--- Entries provided ---

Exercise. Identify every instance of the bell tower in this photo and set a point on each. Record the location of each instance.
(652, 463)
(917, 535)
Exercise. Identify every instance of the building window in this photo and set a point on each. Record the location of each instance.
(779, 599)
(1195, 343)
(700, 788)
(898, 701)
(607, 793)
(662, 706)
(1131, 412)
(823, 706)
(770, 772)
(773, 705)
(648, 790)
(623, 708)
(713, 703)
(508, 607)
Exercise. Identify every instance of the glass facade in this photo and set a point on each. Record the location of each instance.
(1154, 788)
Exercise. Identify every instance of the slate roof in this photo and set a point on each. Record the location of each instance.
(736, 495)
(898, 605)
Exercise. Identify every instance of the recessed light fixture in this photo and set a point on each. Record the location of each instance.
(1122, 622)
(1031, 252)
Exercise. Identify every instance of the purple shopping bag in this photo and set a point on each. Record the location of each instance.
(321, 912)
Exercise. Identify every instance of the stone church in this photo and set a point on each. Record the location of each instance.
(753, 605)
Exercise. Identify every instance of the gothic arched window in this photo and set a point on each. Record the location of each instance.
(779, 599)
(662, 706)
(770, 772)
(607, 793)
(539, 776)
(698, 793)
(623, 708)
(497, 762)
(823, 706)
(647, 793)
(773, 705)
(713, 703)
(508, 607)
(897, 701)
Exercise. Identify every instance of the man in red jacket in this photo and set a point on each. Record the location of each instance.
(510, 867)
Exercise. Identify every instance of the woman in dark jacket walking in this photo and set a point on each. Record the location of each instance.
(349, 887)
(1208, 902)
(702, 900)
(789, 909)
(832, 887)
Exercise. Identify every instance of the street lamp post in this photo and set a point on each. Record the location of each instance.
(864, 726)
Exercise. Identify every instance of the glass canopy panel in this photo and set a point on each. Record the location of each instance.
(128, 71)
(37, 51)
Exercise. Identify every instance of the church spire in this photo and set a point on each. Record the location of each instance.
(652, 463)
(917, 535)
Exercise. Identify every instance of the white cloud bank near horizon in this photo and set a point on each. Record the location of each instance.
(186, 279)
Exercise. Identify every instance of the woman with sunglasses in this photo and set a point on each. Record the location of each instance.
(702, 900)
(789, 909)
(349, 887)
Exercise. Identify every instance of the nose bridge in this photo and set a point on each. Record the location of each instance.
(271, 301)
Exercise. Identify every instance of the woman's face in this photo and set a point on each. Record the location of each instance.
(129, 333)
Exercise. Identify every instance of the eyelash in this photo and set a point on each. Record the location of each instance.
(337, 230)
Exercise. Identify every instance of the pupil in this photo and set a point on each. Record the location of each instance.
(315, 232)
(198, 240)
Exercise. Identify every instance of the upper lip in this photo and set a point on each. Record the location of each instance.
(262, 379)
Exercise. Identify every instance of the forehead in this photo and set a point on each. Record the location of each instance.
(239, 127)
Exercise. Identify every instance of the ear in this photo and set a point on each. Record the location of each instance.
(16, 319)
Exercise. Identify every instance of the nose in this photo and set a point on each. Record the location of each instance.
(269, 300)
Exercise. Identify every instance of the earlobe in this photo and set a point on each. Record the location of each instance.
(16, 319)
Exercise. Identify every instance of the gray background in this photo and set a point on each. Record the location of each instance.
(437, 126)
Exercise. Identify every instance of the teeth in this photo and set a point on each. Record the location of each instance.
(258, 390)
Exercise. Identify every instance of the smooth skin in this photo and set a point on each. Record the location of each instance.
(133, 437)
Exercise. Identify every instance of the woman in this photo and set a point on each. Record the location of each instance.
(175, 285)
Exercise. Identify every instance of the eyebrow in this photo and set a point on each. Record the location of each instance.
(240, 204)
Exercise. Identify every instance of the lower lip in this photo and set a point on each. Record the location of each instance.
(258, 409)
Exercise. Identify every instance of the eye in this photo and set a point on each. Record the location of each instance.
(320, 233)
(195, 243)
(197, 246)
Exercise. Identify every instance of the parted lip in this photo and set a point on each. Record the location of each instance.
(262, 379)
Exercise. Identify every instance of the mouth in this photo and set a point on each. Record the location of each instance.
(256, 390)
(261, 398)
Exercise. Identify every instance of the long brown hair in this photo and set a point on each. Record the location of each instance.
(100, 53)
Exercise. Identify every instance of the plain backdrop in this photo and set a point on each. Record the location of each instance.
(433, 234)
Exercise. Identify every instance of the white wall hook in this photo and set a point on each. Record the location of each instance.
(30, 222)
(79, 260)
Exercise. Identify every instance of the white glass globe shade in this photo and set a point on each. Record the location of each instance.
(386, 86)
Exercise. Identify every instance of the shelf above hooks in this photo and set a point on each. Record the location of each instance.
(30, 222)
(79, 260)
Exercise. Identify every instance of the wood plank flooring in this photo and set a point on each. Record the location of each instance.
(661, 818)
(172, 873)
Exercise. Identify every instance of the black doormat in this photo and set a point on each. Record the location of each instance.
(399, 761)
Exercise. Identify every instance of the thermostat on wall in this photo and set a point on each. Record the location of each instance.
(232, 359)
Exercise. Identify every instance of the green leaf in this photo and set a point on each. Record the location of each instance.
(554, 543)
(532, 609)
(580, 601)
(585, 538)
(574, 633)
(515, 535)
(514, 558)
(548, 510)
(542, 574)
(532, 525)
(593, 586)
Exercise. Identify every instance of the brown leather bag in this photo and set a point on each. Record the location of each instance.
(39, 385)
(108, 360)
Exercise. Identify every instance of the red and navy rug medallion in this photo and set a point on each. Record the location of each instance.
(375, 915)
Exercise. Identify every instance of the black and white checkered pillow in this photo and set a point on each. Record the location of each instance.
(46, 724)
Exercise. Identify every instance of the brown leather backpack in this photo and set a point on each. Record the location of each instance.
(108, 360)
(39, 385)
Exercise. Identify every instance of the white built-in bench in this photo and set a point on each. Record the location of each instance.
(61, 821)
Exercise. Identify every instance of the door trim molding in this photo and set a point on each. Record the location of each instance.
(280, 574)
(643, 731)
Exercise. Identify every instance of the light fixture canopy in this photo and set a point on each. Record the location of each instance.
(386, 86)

---

**Your goal:** Write the data out again in full and exactly.

**Worked answer:**
Exercise. Identify every instance of the bell tower in this photo and set a point on each. Record the location of each instance.
(652, 463)
(917, 535)
Exercise. Identify every instance of the building window in this photo and set a point on each. Record the location of each instance.
(779, 599)
(1195, 343)
(700, 788)
(898, 701)
(607, 793)
(662, 706)
(1131, 412)
(823, 706)
(770, 772)
(773, 705)
(648, 790)
(623, 708)
(713, 703)
(508, 607)
Exercise. Identify every instance of the glass facade in this photo and set a point on each. Record the location of each instance.
(1154, 788)
Exercise. Identify every instance of the slate roof in this photo and set a point on each. Record the location of each instance.
(736, 495)
(898, 605)
Exercise. Identify every instance of the recessed light fixture in this photo and set a point on each. Record the location of each instance.
(1122, 622)
(1031, 252)
Exercise. Identify every instance of the purple shopping bag in this photo and set a point on each. Record the location of each instance.
(321, 912)
Exercise. Identify every instance of the stone church in this photo and set a point on each. Record the location of each instance.
(753, 605)
Exercise. Identify every instance of the gothic arched window in this photo and set a point on each. Record the location of each instance.
(779, 599)
(662, 706)
(770, 772)
(607, 793)
(539, 776)
(698, 793)
(623, 708)
(497, 762)
(823, 706)
(647, 793)
(773, 705)
(713, 703)
(508, 607)
(897, 701)
Exercise. Identify every instance of the man in red jacket in this photo and set a point on each. Record the location of each instance.
(510, 867)
Exercise. Identify every instance of the woman in dark jacket walking in this photo and set a point on each. Record the location of each instance.
(349, 887)
(1208, 902)
(702, 900)
(789, 909)
(832, 887)
Exercise. Identify every instance of the street lamp post in this photo and set a point on each. Record the location of each instance.
(864, 726)
Exercise. Identify every instance of the glass canopy panel in this photo and set a point on each. Record the location of each instance.
(128, 71)
(37, 51)
Exercise. Identify every instance of the church spire in this photo and set a point on each. Record the location of each instance.
(652, 463)
(917, 535)
Exercise. Identify every instance of the white cloud bank near horizon in this photo and set a point on each. Record the location of each instance.
(186, 279)
Exercise. Identify every instance of the woman with sunglasses in this photo and set a point on each. Record the location of each instance.
(702, 900)
(789, 909)
(349, 887)
Exercise. Identify every instance of the nose bridge in this photo and set a point on each. Record the location of each instance.
(271, 301)
Exercise. Identify every instance of the woman's face in this photo and set a point on each. Record the location of each instance.
(129, 333)
Exercise. Identify every instance of the eyelash in this photo and set a point on each. Record the location of each instance.
(337, 230)
Exercise. Identify every instance of the pupil in this photo and set a point on each. Record the location of each instance.
(315, 232)
(198, 240)
Exercise. Identify every instance of the upper lip in this photo and set a point on each. Record the location of each instance.
(262, 379)
Exercise. Identify every instance of the forehead in this photo and set a point on each. Record the location of each instance.
(239, 127)
Exercise. Identify every instance of the ear in this photo and set a point on each. Record the location of each instance.
(16, 319)
Exercise. Identify every instance of the nose in this photo and set a point on each. Record the location of each instance.
(269, 300)
Exercise. Identify every instance of the earlobe in this photo and set a point on each. Record the location of each instance.
(16, 319)
Exercise. Identify every instance of the gray background in this photo and set a point on each. Record the location of each instance.
(437, 126)
Exercise. Identify every instance of the teeth in this photo and set a point on each. Record the location of each instance.
(258, 390)
Exercise. Identify every instance of the smooth skin in this photo and set a point on each. Record the location of each instance.
(133, 437)
Exercise. Identify every instance of the woman in this photo and set a point on each. Record the location of each instance.
(175, 285)
Exercise. Identify every instance of the eyebrow in this photo and set a point on each. Record the location of each instance.
(240, 204)
Exercise. Identify every instance of the lower lip in this photo and set a point on each. Record the location of each instance.
(258, 409)
Exercise. Identify every instance of the eye in this photo and set a point on each. Record the location of each instance.
(320, 233)
(195, 243)
(197, 246)
Exercise. Identify every instance of the parted lip in this photo and set a point on each. Record the location of each instance.
(262, 379)
Exercise. Identify every instance of the mouth in this photo and set a point on each. Record the location of each instance.
(256, 390)
(261, 398)
Exercise. Identify every instance of the long brown hair in this photo and set a point on each. Record the location of each instance.
(100, 53)
Exercise. Identify every instance of the plain backdrop in this photo and set a point on each. Record the location of each instance.
(433, 234)
Exercise. Identify every instance of the white wall hook in this photo and set a point on each. Record the location of each instance.
(30, 222)
(79, 260)
Exercise. Identify every instance of the white glass globe shade in this photo and set a point on each. Record the location of each instance.
(386, 86)
Exercise. Identify every instance of the shelf above hooks in this photo and set a point on each. Record the location of each instance.
(30, 222)
(79, 260)
Exercise. Identify every instance of the wood plank flooring in this photo and set a point on each. Record the location of each instance.
(661, 818)
(172, 873)
Exercise. Identify every instance of the black doormat in this photo and set a point on each. Record the location of each instance.
(399, 761)
Exercise. Identify every instance of the thermostat on wall in this photo and set a point on each. Record the location of each instance.
(232, 359)
Exercise. Identify every instance of the green leaf in this photo and set a point on each. Record the location of each instance.
(554, 543)
(532, 609)
(580, 601)
(585, 538)
(574, 633)
(515, 535)
(514, 558)
(548, 510)
(542, 574)
(532, 525)
(593, 586)
Exercise. Identify every instance of the brown leather bag in this photo and set a point on each. Record the location of each instance.
(39, 385)
(108, 360)
Exercise. Identify every instance of the red and navy rug medallion in this photo and set a point on each. Record the location of each instance.
(375, 915)
Exercise. Identify every instance of the black and white checkered pillow in this photo and set a point on each. Record the location of each instance.
(46, 724)
Exercise. Identify every instance of the brown leather backpack in this photo and set a point on each. Record the location of each instance.
(108, 360)
(39, 385)
Exercise. Identify every instance of the white built-in bench in this photo and set a point on each. Record the location of each instance.
(61, 821)
Exercise. Identify every instance of the door trim molding in this photo and set a point on each. Record the location of each instance.
(280, 574)
(643, 731)
Exercise. Identify every instance of the light fixture canopy in this photo and set a point on each. Record the location of each instance.
(386, 86)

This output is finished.